Saved entries
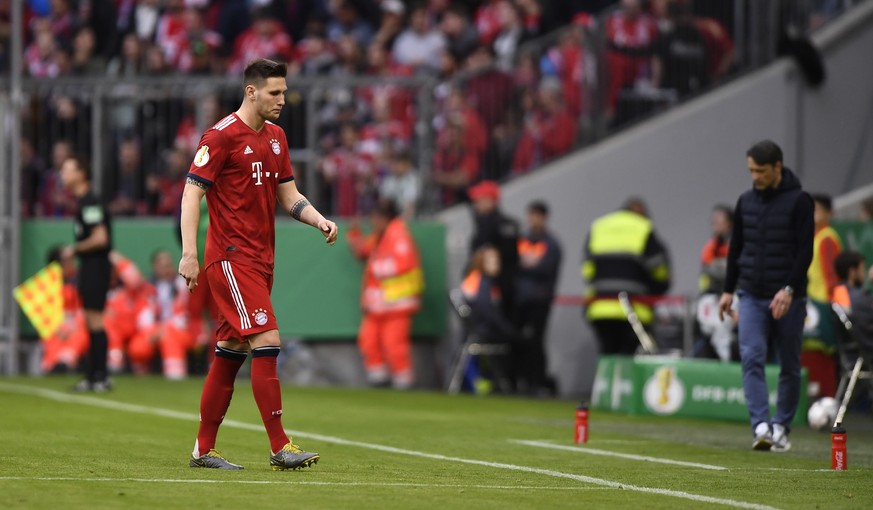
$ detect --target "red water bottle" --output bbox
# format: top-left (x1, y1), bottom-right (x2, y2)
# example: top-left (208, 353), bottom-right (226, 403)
top-left (574, 402), bottom-right (589, 444)
top-left (831, 424), bottom-right (847, 470)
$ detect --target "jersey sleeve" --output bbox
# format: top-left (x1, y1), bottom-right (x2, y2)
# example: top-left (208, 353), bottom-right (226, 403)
top-left (81, 199), bottom-right (109, 229)
top-left (278, 129), bottom-right (295, 183)
top-left (187, 129), bottom-right (228, 187)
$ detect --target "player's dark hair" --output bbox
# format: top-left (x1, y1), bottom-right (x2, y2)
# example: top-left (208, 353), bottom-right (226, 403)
top-left (811, 193), bottom-right (833, 212)
top-left (834, 250), bottom-right (864, 281)
top-left (746, 140), bottom-right (783, 166)
top-left (66, 154), bottom-right (91, 182)
top-left (243, 58), bottom-right (287, 86)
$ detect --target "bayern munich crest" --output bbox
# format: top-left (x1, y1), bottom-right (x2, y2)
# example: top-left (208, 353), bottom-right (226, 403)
top-left (252, 308), bottom-right (269, 326)
top-left (270, 139), bottom-right (281, 155)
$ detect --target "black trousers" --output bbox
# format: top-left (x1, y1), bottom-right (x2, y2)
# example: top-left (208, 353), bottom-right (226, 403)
top-left (512, 302), bottom-right (553, 391)
top-left (591, 319), bottom-right (644, 356)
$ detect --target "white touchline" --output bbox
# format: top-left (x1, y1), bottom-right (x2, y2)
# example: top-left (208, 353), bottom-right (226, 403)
top-left (0, 477), bottom-right (609, 491)
top-left (512, 440), bottom-right (728, 471)
top-left (0, 383), bottom-right (777, 510)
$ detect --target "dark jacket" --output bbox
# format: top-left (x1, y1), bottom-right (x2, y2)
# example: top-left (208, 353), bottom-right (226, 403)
top-left (724, 167), bottom-right (814, 299)
top-left (515, 230), bottom-right (562, 306)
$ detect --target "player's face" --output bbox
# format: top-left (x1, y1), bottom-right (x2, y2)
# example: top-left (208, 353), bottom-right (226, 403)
top-left (747, 157), bottom-right (781, 190)
top-left (254, 77), bottom-right (287, 121)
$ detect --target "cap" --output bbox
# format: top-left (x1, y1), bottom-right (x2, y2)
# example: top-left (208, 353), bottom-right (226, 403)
top-left (468, 181), bottom-right (500, 201)
top-left (382, 0), bottom-right (405, 15)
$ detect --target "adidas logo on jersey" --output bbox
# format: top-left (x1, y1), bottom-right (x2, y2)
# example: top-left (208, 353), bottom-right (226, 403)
top-left (244, 146), bottom-right (254, 154)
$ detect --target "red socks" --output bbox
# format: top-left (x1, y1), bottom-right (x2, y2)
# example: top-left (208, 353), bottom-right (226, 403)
top-left (195, 346), bottom-right (246, 456)
top-left (251, 346), bottom-right (289, 453)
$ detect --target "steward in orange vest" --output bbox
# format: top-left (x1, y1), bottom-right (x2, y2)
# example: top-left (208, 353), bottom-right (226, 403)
top-left (348, 200), bottom-right (424, 389)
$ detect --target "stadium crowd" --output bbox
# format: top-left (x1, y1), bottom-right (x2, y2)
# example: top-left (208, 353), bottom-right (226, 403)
top-left (11, 0), bottom-right (758, 219)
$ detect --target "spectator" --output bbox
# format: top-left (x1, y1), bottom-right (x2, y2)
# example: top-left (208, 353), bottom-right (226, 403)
top-left (128, 0), bottom-right (162, 42)
top-left (514, 200), bottom-right (562, 396)
top-left (143, 43), bottom-right (171, 75)
top-left (213, 0), bottom-right (252, 48)
top-left (604, 0), bottom-right (658, 116)
top-left (391, 3), bottom-right (446, 72)
top-left (38, 139), bottom-right (77, 217)
top-left (346, 199), bottom-right (424, 389)
top-left (70, 26), bottom-right (105, 75)
top-left (21, 137), bottom-right (47, 218)
top-left (229, 9), bottom-right (294, 74)
top-left (48, 0), bottom-right (78, 46)
top-left (317, 90), bottom-right (367, 152)
top-left (438, 86), bottom-right (488, 159)
top-left (431, 115), bottom-right (480, 207)
top-left (319, 123), bottom-right (373, 217)
top-left (25, 18), bottom-right (61, 78)
top-left (145, 147), bottom-right (188, 216)
top-left (512, 77), bottom-right (578, 174)
top-left (295, 21), bottom-right (336, 76)
top-left (107, 33), bottom-right (145, 77)
top-left (379, 148), bottom-right (421, 219)
top-left (516, 0), bottom-right (544, 35)
top-left (540, 20), bottom-right (592, 119)
top-left (110, 136), bottom-right (143, 216)
top-left (360, 94), bottom-right (412, 162)
top-left (331, 34), bottom-right (365, 77)
top-left (694, 12), bottom-right (735, 81)
top-left (475, 0), bottom-right (505, 47)
top-left (78, 0), bottom-right (118, 60)
top-left (361, 41), bottom-right (414, 127)
top-left (583, 197), bottom-right (671, 355)
top-left (327, 0), bottom-right (374, 49)
top-left (373, 0), bottom-right (406, 50)
top-left (802, 193), bottom-right (843, 400)
top-left (154, 0), bottom-right (186, 66)
top-left (469, 180), bottom-right (520, 318)
top-left (173, 6), bottom-right (223, 75)
top-left (439, 4), bottom-right (480, 62)
top-left (492, 0), bottom-right (535, 70)
top-left (464, 45), bottom-right (515, 133)
top-left (651, 1), bottom-right (709, 98)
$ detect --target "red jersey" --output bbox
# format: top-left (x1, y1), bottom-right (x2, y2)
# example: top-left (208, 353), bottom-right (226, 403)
top-left (187, 113), bottom-right (295, 273)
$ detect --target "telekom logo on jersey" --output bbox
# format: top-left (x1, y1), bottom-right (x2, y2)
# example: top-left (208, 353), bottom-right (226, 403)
top-left (251, 162), bottom-right (279, 186)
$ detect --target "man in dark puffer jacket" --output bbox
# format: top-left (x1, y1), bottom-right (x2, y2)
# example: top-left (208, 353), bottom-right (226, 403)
top-left (718, 140), bottom-right (814, 453)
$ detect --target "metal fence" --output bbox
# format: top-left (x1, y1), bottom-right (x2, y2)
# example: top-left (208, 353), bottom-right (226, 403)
top-left (1, 0), bottom-right (869, 374)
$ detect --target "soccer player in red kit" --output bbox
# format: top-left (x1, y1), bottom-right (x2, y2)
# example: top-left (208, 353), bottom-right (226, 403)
top-left (178, 58), bottom-right (338, 470)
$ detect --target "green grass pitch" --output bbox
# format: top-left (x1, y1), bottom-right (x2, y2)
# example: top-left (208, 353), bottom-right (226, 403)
top-left (1, 376), bottom-right (871, 509)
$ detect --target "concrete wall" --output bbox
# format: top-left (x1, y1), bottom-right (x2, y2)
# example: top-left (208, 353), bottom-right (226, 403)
top-left (437, 3), bottom-right (873, 399)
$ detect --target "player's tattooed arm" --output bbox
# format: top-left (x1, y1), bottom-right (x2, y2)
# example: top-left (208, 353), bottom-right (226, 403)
top-left (186, 177), bottom-right (210, 191)
top-left (289, 198), bottom-right (310, 220)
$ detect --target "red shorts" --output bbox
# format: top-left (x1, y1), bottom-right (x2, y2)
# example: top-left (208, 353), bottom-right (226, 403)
top-left (205, 261), bottom-right (277, 342)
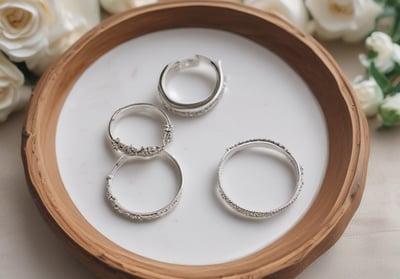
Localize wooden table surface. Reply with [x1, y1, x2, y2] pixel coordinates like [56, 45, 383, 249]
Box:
[0, 41, 399, 279]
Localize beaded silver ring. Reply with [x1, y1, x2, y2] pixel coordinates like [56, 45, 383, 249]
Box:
[217, 139, 303, 219]
[158, 54, 224, 117]
[108, 103, 173, 157]
[105, 152, 183, 221]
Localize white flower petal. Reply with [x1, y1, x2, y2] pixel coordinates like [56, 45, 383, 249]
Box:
[0, 53, 24, 85]
[0, 52, 26, 122]
[352, 76, 384, 116]
[244, 0, 311, 32]
[0, 86, 14, 110]
[56, 0, 100, 27]
[306, 0, 383, 42]
[381, 94, 400, 112]
[342, 0, 382, 42]
[100, 0, 158, 14]
[306, 0, 357, 32]
[313, 21, 343, 40]
[364, 32, 395, 73]
[26, 0, 100, 75]
[0, 0, 54, 61]
[359, 53, 370, 68]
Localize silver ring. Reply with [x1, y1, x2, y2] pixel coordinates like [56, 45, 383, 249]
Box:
[105, 152, 183, 221]
[158, 54, 224, 117]
[108, 103, 173, 157]
[217, 139, 303, 219]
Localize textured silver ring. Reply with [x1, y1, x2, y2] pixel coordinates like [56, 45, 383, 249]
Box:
[217, 139, 303, 219]
[105, 152, 183, 221]
[108, 103, 173, 157]
[158, 54, 224, 117]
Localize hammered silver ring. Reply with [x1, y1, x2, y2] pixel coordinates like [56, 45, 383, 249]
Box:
[217, 139, 303, 219]
[108, 103, 173, 157]
[158, 54, 224, 117]
[106, 152, 183, 221]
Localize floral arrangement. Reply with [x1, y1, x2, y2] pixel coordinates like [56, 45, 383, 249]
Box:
[1, 0, 400, 129]
[240, 0, 400, 129]
[0, 0, 100, 121]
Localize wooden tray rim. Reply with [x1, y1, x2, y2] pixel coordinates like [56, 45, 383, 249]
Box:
[21, 2, 369, 278]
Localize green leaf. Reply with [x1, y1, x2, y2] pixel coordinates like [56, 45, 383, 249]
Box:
[374, 0, 388, 5]
[367, 50, 379, 59]
[391, 81, 400, 93]
[385, 63, 400, 80]
[374, 2, 400, 42]
[13, 61, 39, 86]
[394, 62, 400, 72]
[392, 14, 400, 42]
[384, 0, 400, 7]
[378, 106, 400, 129]
[376, 0, 400, 8]
[368, 62, 393, 96]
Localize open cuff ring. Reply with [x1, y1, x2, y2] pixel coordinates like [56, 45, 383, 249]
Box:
[158, 54, 224, 117]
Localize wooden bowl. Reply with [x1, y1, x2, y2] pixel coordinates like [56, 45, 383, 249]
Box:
[22, 1, 369, 278]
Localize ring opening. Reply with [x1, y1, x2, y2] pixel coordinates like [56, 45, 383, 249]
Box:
[111, 111, 166, 148]
[108, 155, 182, 213]
[163, 58, 219, 105]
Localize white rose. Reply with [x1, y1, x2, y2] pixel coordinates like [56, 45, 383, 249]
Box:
[381, 94, 400, 111]
[352, 76, 384, 117]
[0, 0, 58, 61]
[100, 0, 159, 14]
[26, 0, 100, 75]
[378, 93, 400, 127]
[0, 53, 31, 122]
[305, 0, 382, 42]
[244, 0, 312, 33]
[57, 0, 100, 27]
[359, 32, 400, 73]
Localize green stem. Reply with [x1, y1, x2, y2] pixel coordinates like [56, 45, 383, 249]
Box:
[390, 13, 400, 39]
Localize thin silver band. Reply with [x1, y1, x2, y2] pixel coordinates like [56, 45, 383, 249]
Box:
[108, 103, 173, 157]
[105, 152, 183, 221]
[217, 139, 303, 219]
[158, 54, 224, 117]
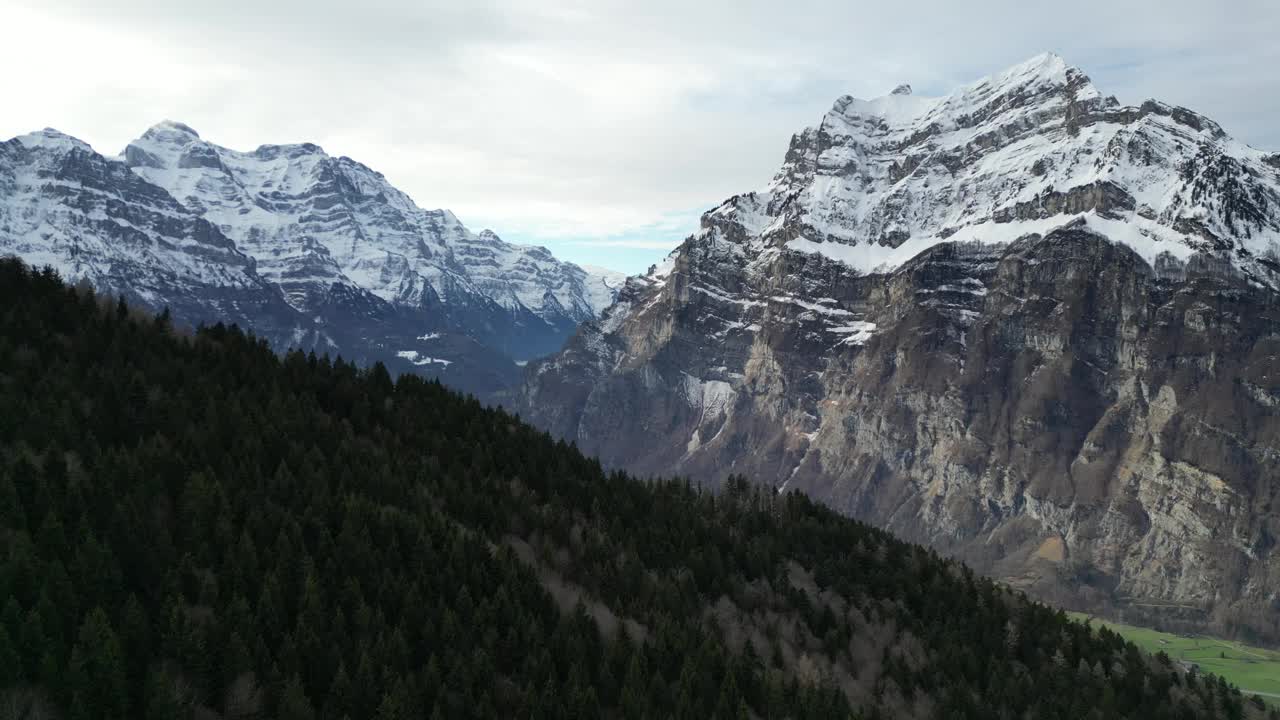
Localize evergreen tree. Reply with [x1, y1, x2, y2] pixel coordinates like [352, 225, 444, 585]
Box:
[66, 607, 128, 720]
[0, 259, 1251, 720]
[0, 625, 21, 686]
[279, 674, 316, 720]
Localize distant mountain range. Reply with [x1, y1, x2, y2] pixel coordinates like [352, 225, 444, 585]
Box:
[5, 52, 1278, 644]
[519, 53, 1280, 643]
[0, 121, 623, 396]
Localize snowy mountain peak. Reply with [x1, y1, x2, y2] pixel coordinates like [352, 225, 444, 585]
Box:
[250, 141, 326, 159]
[729, 54, 1278, 286]
[147, 119, 201, 139]
[3, 121, 627, 391]
[14, 128, 93, 154]
[821, 53, 1092, 130]
[119, 121, 623, 343]
[996, 50, 1069, 83]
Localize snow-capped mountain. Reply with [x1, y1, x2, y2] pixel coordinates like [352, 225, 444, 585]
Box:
[578, 263, 629, 312]
[0, 127, 297, 327]
[709, 52, 1279, 281]
[1, 122, 624, 396]
[520, 54, 1280, 642]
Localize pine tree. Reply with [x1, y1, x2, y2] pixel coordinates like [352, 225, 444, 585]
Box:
[66, 607, 128, 720]
[324, 661, 353, 720]
[0, 624, 22, 686]
[0, 471, 23, 530]
[146, 663, 193, 720]
[374, 678, 414, 720]
[278, 673, 316, 720]
[714, 669, 742, 720]
[620, 651, 648, 719]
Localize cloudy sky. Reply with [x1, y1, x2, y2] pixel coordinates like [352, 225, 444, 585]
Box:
[4, 0, 1278, 273]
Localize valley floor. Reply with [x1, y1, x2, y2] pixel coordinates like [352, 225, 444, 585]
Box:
[1067, 612, 1280, 706]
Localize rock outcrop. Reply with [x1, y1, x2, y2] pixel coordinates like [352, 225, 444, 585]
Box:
[520, 53, 1280, 642]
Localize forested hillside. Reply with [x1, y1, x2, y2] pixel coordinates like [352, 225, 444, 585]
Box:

The problem: Across the records, how many lines contain "mountain"? Only the number should be given.

Finished task: 3